-- start QUOTED TEXT --
If you listen to the families of victims where the perpetrator was killed too they say that they're glad their loved one was either innocent or trying to help, and they they feel for the perp's family has to live knowing what they did.
_Posted via Mobile Device_


----------



## PhillyGuy13 (Nov 29, 2013)

The Middleman said:


> The OW is nothing but a filthy pig and the WH got exactly what he deserved. Sorry if it offends, but that's how I feel.


Yup! You never know if a betrayed spouse will take matters into their own hands. You reap what you sow.
_Posted via Mobile Device_


----------



## The Cro-Magnon (Sep 30, 2012)

Good. If more cheaters were shot dead, then people may actually pause to assess if what they are doing is worth it, destroying a family, ruining some innocent little kid's lives, and risking being killed, was worth it for some office crumpet just because she has a 7 year itch, instead of just running with every little impulse free of all fear of consequence, and with the full support of the media/modern culture.

Aside from that, Dr Phil ought to hang his head in shame. He gave a truly evil piece of total crap, a waste of life, a platform on national TV to validate herself, and in a way basically worked with her to ambush this BS.


----------



## GusPolinski (Jan 21, 2014)

lifeistooshort said:


> OW simply revealed herself to be the piece o sheet that she is on national television. Now it's clear to everyone.
> 
> I feel sorry for this woman, but it sounds like she's doing well. Her ex, while he didn't deserve to be killed, made his own choices.....like screwing a married piece of trash while he was married. *That's the risk you run with enraged spouses, especially enraged husbands.*


Indeed. As I've heard it said before...

"F*ck with the bull, you get the horns."


----------



## lifeistooshort (Mar 17, 2013)

GusPolinski said:


> Indeed. As I've heard it said before...
> 
> "F*ck with the bull, you get the horns."



Though I think the risk of violence is greater with betrayed husbands,  there are some women that'll kill you too.

I'm a big proponent of the death penalty for murders of innocents and harsh penalties for violent crimes against innocent people, but I also have a live and die by the sword mentality. I'm not sure the other husband should be in jail, though it sounds like he was a dirtbag that had affairs himself. So maybe in that regard he does deserve some jail time, because he wasn't innocent. 
_Posted via Mobile Device_


----------



## ThePheonix (Jan 3, 2013)

EleGirl said:


> Let's not forget that her husband is a hoe too. His affair is the catalyst to this entire tragedy.


True, true, ture, EleGirl.


----------



## just got it 55 (Mar 2, 2013)

lifeistooshort said:


> OW simply revealed herself to be the piece o sheet that she is on national television. Now it's clear to everyone.
> 
> I feel sorry for this woman, but it sounds like she's doing well. Her ex, while he didn't deserve to be killed, made his own choices.....like screwing a married piece of trash while he was married. That's the risk you run with enraged spouses, especially enraged husbands.
-- end QUOTED TEXT --
-- start DATA ROWS --
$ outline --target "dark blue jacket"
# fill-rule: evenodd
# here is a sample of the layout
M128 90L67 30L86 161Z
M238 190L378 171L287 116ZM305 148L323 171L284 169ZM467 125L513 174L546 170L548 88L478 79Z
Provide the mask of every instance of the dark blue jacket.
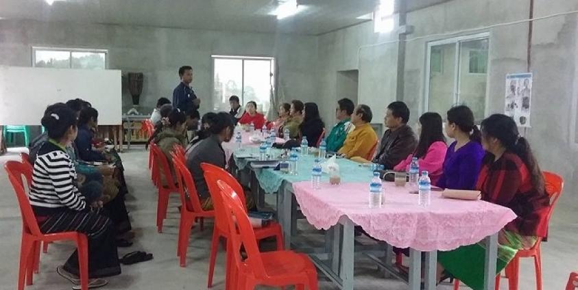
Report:
M198 109L198 106L193 104L193 100L195 98L195 91L181 81L173 91L173 107L178 108L182 112L189 109Z
M88 162L106 160L101 153L93 150L93 138L94 133L88 126L78 126L78 135L74 142L78 148L78 159Z

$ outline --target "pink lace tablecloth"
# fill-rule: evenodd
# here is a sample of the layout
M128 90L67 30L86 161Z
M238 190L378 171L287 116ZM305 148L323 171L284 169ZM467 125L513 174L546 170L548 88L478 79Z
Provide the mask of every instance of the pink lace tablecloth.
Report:
M370 209L368 183L322 183L316 191L309 181L293 184L301 211L316 228L328 229L346 216L376 239L420 251L450 250L477 243L516 217L507 207L447 199L439 192L431 192L431 205L422 208L418 195L406 187L383 183L383 188L385 204Z

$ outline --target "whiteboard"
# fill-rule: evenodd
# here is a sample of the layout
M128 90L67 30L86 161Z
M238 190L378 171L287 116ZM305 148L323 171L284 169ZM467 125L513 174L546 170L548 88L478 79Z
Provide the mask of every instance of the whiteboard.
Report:
M0 124L40 125L47 106L80 98L102 125L121 124L121 71L0 66Z

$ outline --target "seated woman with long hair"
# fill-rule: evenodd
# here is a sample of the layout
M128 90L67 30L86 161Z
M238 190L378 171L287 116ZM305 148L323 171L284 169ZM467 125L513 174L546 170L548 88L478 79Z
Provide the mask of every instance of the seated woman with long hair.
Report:
M170 174L172 174L173 180L176 180L171 153L173 152L175 145L180 145L183 147L186 146L186 122L184 113L178 109L173 109L169 114L166 122L162 131L155 137L154 142L167 157L169 168L171 170ZM165 174L169 172L165 172L162 166L159 167L159 170L161 184L167 185L167 179Z
M487 153L476 189L483 200L508 207L518 216L498 234L499 273L519 250L546 236L550 198L530 145L511 118L490 116L482 122L481 133ZM481 242L439 252L439 276L444 269L474 290L483 289L485 252Z
M248 125L251 123L255 126L255 129L261 129L265 124L265 116L257 112L257 103L250 101L247 102L245 114L239 119L239 124Z
M418 158L420 172L427 171L431 183L435 184L444 172L444 159L446 157L446 137L442 132L442 116L437 113L425 113L420 117L420 142L413 154L410 155L398 165L395 171L406 171L413 157Z
M306 103L304 111L303 122L299 125L299 139L306 137L309 147L317 147L317 142L323 133L325 124L321 120L319 109L315 103Z
M115 241L115 226L97 202L87 200L76 186L76 171L66 148L78 131L76 114L66 105L56 106L42 118L48 142L34 161L29 199L40 231L45 234L76 231L88 239L88 276L93 287L108 282L101 277L121 273ZM66 279L78 284L78 256L75 251L57 269Z

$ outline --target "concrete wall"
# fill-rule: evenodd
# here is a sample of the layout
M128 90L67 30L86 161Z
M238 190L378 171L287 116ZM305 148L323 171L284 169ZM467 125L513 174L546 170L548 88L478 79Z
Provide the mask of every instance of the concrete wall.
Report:
M503 111L506 74L527 70L529 25L477 28L527 19L529 3L528 0L453 0L408 14L407 23L414 31L407 36L401 98L411 109L411 124L424 111L428 42L482 32L490 33L487 84L481 88L481 81L472 79L472 88L487 90L486 116ZM534 16L576 10L578 2L574 1L535 0ZM463 30L468 31L459 33ZM529 139L542 168L564 176L567 190L563 198L576 200L578 195L573 189L578 188L578 170L575 169L578 163L577 16L537 21L533 30L532 128L522 129L522 133ZM374 34L372 23L320 36L318 100L333 101L340 96L335 90L337 70L359 69L359 103L372 105L377 111L374 116L381 118L383 107L395 98L397 45L387 40L396 38L393 34ZM384 42L387 43L381 44ZM333 106L324 109L324 117L335 120ZM444 111L440 113L445 114Z
M213 107L212 54L275 57L285 98L313 99L317 41L315 36L5 19L0 20L0 65L31 66L32 47L108 49L110 68L145 73L141 105L148 113L160 96L172 98L179 66L190 64L206 111ZM123 94L126 109L132 104L128 89Z

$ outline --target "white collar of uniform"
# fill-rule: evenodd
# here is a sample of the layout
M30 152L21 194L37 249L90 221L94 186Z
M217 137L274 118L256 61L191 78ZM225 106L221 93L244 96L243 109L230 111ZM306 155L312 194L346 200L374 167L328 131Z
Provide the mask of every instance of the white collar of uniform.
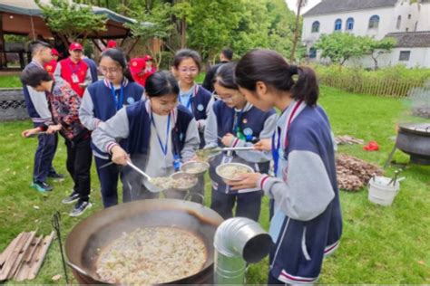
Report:
M109 81L107 79L104 79L103 80L103 82L104 82L104 85L109 89L111 90L112 89L112 82ZM129 84L129 80L127 80L127 78L124 77L124 79L122 80L122 82L121 82L121 84L122 85L123 88L125 88L128 84Z
M145 109L146 109L146 112L148 112L148 114L151 114L151 110L150 99L145 100ZM171 115L173 119L173 123L176 124L176 120L178 119L178 108L175 107L173 110L171 111Z

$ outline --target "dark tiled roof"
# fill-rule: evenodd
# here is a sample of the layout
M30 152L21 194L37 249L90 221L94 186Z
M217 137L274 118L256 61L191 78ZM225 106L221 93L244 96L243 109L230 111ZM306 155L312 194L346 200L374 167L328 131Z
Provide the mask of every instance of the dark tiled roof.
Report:
M322 0L304 16L394 6L398 0Z
M430 31L390 33L386 37L397 40L397 48L430 48Z

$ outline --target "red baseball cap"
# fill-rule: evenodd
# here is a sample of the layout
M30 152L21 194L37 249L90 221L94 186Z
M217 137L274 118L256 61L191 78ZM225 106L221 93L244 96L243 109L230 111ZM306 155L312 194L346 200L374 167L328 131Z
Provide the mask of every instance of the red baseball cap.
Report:
M72 43L69 46L69 51L75 51L75 50L79 50L79 51L83 50L83 45L79 43Z
M116 42L113 40L109 40L107 43L108 48L116 48Z
M145 59L134 58L130 61L130 72L132 73L139 73L146 67Z
M145 62L147 62L147 61L152 61L152 57L151 57L151 55L147 54L147 55L145 55L145 56L143 57L143 60L144 60Z

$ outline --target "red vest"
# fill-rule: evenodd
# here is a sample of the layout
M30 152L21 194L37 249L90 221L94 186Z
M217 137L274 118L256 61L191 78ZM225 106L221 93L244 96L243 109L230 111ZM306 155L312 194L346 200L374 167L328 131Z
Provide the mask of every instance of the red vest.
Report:
M61 64L61 77L71 85L72 89L76 91L76 93L83 97L83 91L85 89L79 86L80 83L85 81L86 72L88 71L88 65L85 62L80 61L77 63L72 62L70 58L60 61ZM76 74L78 78L77 82L73 82L73 74Z

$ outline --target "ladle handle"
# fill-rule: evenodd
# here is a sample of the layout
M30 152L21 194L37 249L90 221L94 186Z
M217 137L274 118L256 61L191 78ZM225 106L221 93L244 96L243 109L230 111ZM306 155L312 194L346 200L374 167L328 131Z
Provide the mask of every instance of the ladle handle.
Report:
M141 174L142 176L146 177L148 179L148 181L151 181L151 176L149 176L148 174L146 174L145 172L141 170L139 167L137 167L134 164L132 164L132 162L131 160L127 160L127 165L130 166L136 172L138 172L139 174Z

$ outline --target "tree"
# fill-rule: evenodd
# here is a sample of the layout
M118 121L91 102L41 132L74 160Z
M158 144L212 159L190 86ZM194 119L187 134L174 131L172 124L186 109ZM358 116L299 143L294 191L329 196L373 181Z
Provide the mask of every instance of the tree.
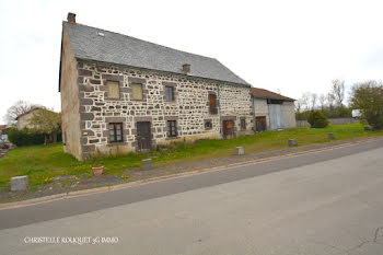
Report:
M20 100L8 108L3 119L8 125L15 125L18 123L16 117L19 115L24 114L36 106L37 105L35 104Z
M297 101L294 102L294 105L295 105L295 112L297 112L297 113L301 113L302 107L303 107L302 100L297 100Z
M345 100L345 81L343 80L333 80L333 86L332 86L332 95L335 100L335 103L339 108L344 105Z
M312 128L325 128L328 125L327 118L321 111L312 111L307 118L307 123Z
M317 94L311 93L311 109L314 111L316 107Z
M61 114L43 107L35 112L30 124L37 126L38 130L49 134L51 140L56 142L57 135L61 132Z
M362 118L372 129L383 129L383 83L367 81L357 83L351 92L352 106L360 109Z
M302 94L302 97L300 98L300 101L302 102L302 107L304 107L305 111L310 111L310 98L311 98L310 92L304 92Z
M326 95L321 94L320 95L320 104L321 104L321 109L324 111L326 108Z

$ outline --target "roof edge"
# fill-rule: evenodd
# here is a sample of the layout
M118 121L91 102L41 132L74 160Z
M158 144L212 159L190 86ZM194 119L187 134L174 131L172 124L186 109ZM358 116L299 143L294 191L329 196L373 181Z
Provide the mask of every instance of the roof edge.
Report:
M90 62L103 63L103 65L115 65L115 66L127 67L127 68L136 68L136 69L139 69L139 70L146 70L146 71L156 71L156 72L162 72L162 73L172 73L172 74L176 74L176 76L181 76L181 77L185 77L185 78L197 78L197 79L204 79L204 80L208 80L208 81L225 82L225 83L229 83L229 84L235 84L235 85L242 85L242 86L246 86L246 88L252 88L252 85L248 84L248 83L245 84L245 83L237 83L237 82L232 82L232 81L217 80L217 79L205 78L205 77L187 76L187 74L178 73L178 72L171 72L171 71L158 70L158 69L135 67L135 66L128 66L128 65L124 65L124 63L104 62L104 61L100 61L100 60L86 59L86 58L81 58L81 57L77 57L77 56L74 56L74 58L77 60L82 60L82 61L90 61Z

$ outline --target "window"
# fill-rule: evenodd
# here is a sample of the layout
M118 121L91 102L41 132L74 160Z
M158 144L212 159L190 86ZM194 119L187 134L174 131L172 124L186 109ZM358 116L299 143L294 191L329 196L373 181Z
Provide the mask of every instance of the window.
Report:
M131 84L132 100L142 100L142 84Z
M205 121L205 130L211 129L212 128L212 124L211 120L206 120Z
M107 81L107 97L108 98L119 98L119 82L118 81Z
M169 137L176 137L177 136L177 125L175 120L167 120L167 132Z
M217 96L209 94L209 112L210 114L217 114Z
M246 119L245 118L241 118L241 129L242 130L246 129Z
M123 124L111 123L109 124L109 140L111 142L123 141Z
M174 86L165 85L165 100L174 101Z

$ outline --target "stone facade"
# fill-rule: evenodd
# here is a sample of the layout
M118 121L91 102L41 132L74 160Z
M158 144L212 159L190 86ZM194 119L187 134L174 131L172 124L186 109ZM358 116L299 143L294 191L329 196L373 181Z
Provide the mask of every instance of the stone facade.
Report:
M285 101L282 104L285 128L297 127L294 102Z
M151 148L172 141L220 138L222 119L229 118L234 120L237 136L253 134L249 86L79 59L77 69L77 82L66 84L76 88L61 91L79 91L79 136L65 123L62 129L65 150L80 160L94 153L137 151L137 121L150 123ZM108 98L107 81L118 82L119 98ZM140 101L132 100L134 83L142 84ZM174 88L174 101L165 100L165 85ZM217 96L217 114L209 113L209 94ZM68 100L65 96L61 93L62 101ZM76 113L67 114L62 108L62 119L68 119L67 115L76 117ZM240 126L241 118L245 119L245 129ZM169 137L167 120L176 120L176 137ZM205 127L206 121L211 121L211 128ZM109 123L123 124L123 141L109 141ZM71 132L70 138L67 132ZM74 137L79 149L70 144Z
M267 100L254 98L253 100L253 104L254 104L255 117L265 116L266 117L266 129L267 130L270 129L270 118L269 118L269 114L268 114Z
M253 97L254 117L266 117L266 129L271 129L269 106L266 98ZM281 104L282 121L285 128L297 127L294 103L290 101L283 101Z

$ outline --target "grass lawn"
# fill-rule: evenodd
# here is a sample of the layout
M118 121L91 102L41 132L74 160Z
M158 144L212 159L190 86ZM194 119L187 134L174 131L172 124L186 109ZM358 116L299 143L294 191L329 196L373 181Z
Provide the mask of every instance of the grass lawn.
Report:
M147 158L152 158L156 166L167 166L230 157L233 154L233 148L237 146L244 147L245 153L254 153L287 148L290 138L295 138L298 146L328 142L327 132L334 132L335 140L383 136L383 131L365 132L361 124L333 125L323 129L297 127L230 140L198 140L193 144L182 143L175 149L152 151L147 154L98 157L85 162L79 162L72 155L63 153L62 143L21 147L11 150L0 160L0 188L9 187L10 178L19 175L28 175L32 188L36 188L40 184L51 182L51 177L57 175L81 176L92 173L94 165L104 165L105 174L120 176L126 169L140 167L141 160Z

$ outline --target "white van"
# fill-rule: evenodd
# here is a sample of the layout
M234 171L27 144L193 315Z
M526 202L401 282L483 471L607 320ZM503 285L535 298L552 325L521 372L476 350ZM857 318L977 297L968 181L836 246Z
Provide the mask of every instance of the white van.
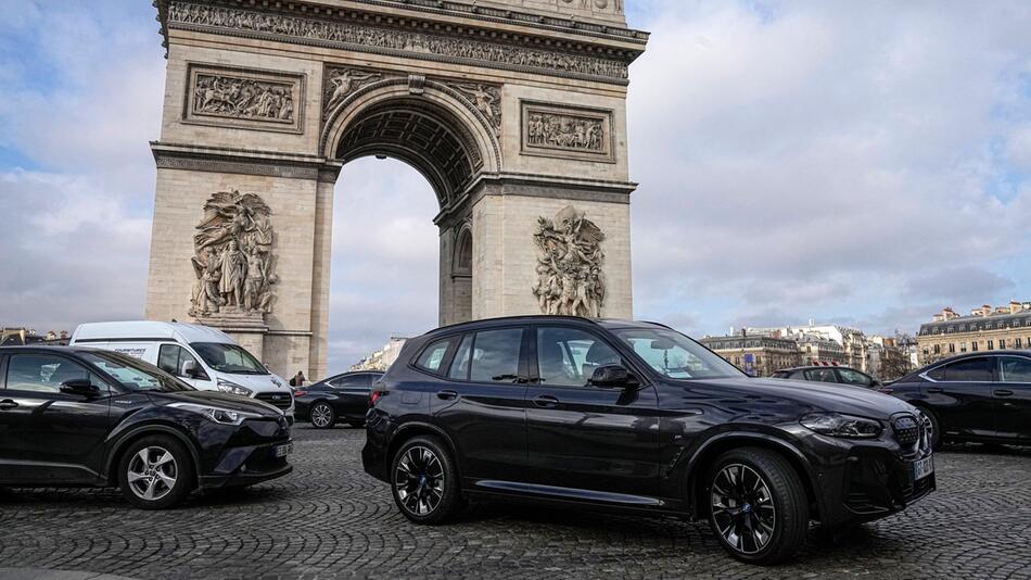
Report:
M152 320L79 325L69 344L120 352L161 367L196 389L251 396L293 424L293 390L215 328Z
-- end DATA ROWS --
— EXERCISES TO COMPLETE —
1 - Duplicate the forum thread above from "Though I think" to "he wasn't innocent.".
2 - Find each line in the records that contains the string "baseball", matching case exactly, and copy those lines.

— ANSWERS PER TASK —
1 -
Though I think the risk of violence is greater with betrayed husbands,  there are some women that'll kill you too.

I'm a big proponent of the death penalty for murders of innocents and harsh penalties for violent crimes against innocent people, but I also have a live and die by the sword mentality. I'm not sure the other husband should be in jail, though it sounds like he was a dirtbag that had affairs himself. So maybe in that regard he does deserve some jail time, because he wasn't innocent.

2 -
$ outline --target "red baseball cap"
Provide the mask of every instance of the red baseball cap.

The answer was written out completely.